Source material:

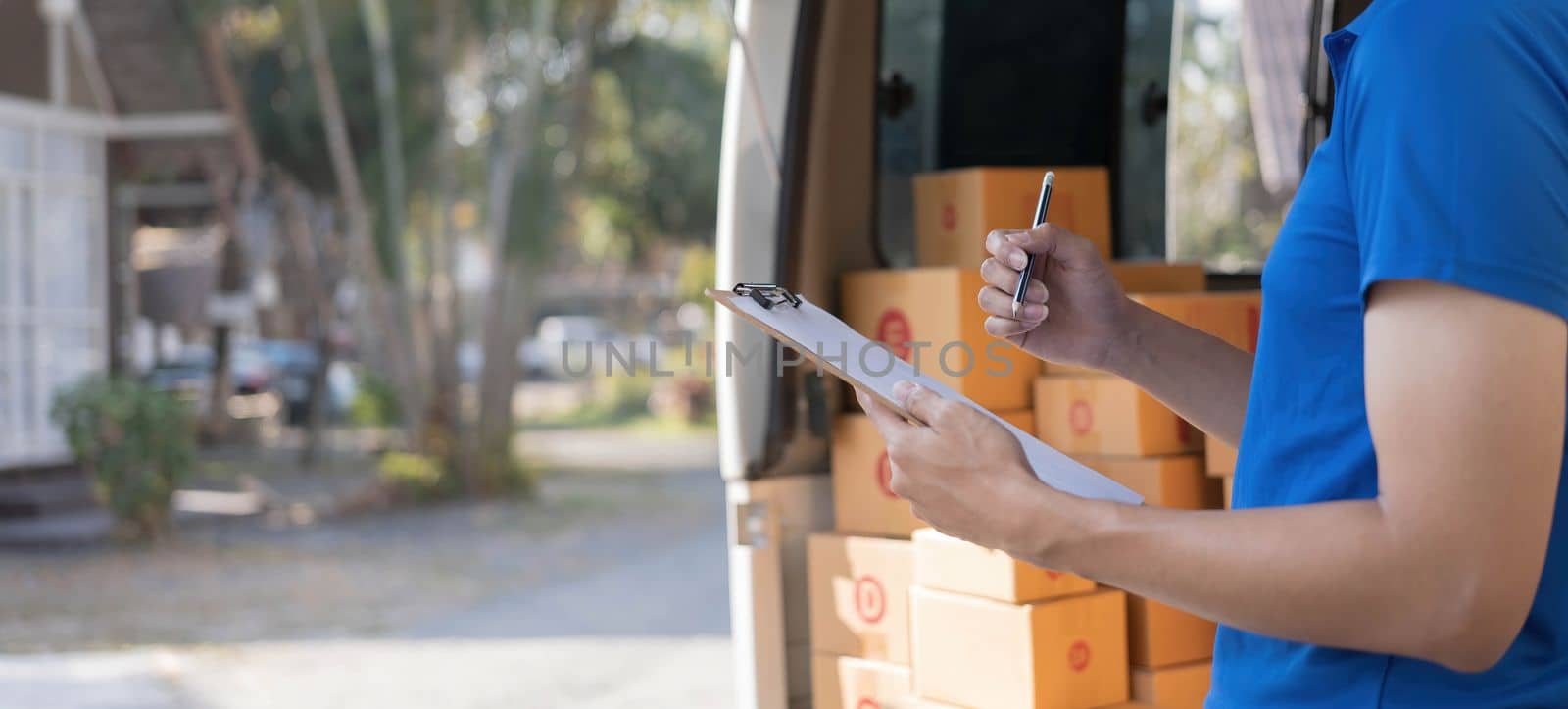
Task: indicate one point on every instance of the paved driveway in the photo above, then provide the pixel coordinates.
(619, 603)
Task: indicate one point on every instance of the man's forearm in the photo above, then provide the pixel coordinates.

---

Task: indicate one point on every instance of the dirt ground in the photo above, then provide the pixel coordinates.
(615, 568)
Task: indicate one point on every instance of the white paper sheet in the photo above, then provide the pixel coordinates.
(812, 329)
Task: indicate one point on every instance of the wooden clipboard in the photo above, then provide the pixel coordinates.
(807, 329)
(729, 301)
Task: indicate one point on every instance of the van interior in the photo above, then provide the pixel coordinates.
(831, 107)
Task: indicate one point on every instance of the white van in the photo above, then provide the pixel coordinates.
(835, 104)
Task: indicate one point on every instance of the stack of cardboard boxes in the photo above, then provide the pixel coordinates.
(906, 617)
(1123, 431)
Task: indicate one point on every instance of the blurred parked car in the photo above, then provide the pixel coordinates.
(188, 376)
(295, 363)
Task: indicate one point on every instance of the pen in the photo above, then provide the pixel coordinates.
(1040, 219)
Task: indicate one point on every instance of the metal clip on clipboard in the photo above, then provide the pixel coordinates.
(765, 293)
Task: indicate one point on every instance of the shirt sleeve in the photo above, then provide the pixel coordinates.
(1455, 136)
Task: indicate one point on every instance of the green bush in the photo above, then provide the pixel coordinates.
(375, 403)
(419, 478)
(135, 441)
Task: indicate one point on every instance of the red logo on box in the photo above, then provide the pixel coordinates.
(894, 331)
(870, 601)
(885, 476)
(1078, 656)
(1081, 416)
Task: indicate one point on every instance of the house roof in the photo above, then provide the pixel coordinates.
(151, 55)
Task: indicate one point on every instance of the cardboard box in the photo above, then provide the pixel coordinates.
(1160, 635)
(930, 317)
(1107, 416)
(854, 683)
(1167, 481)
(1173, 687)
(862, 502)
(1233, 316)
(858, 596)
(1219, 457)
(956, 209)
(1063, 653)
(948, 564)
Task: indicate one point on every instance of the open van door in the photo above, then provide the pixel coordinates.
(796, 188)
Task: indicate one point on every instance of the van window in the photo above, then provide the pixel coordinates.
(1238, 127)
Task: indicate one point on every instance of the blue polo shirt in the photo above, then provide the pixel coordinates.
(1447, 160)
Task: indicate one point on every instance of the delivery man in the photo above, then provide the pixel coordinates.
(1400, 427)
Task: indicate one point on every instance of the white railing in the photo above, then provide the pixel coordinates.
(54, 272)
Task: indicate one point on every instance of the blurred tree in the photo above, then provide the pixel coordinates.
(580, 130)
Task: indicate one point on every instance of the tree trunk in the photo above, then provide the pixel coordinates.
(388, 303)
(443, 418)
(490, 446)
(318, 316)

---

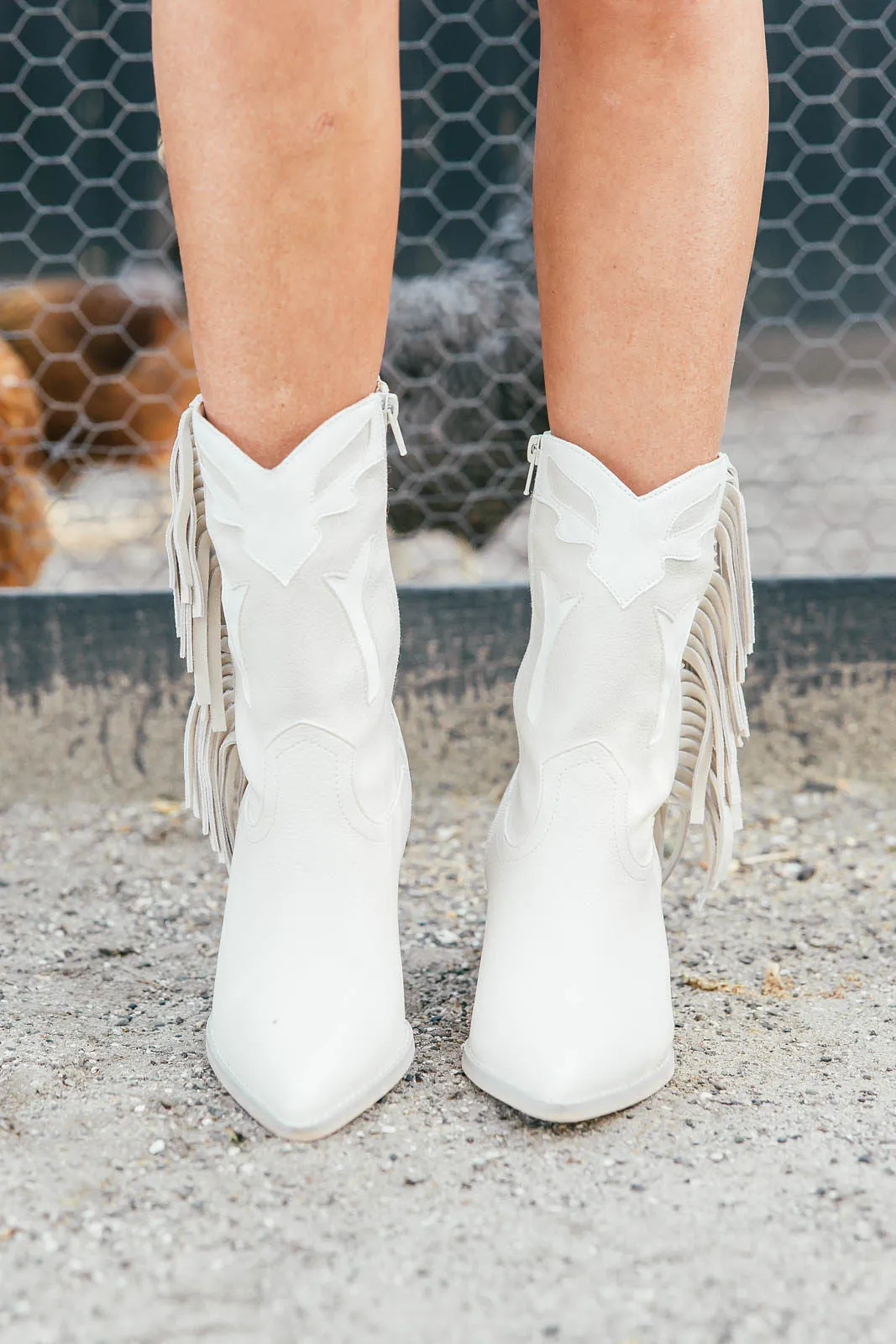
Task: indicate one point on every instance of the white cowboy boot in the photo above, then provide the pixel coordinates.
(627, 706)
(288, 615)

Task description:
Convert everything from the line containing "Task: indicate one point on every instance of the paved" down to the line containing "Task: indicate one point on every instance of the man's", both included, into a JSON list of strings with one string per line, leaving out blank lines.

Answer below:
[
  "Task: indicate one point on every instance of the paved driveway in the photo above, then provide the pixel coordinates.",
  "(619, 603)",
  "Task: indicate one point on every instance of the man's forearm in the photo above, then provide the pixel coordinates."
]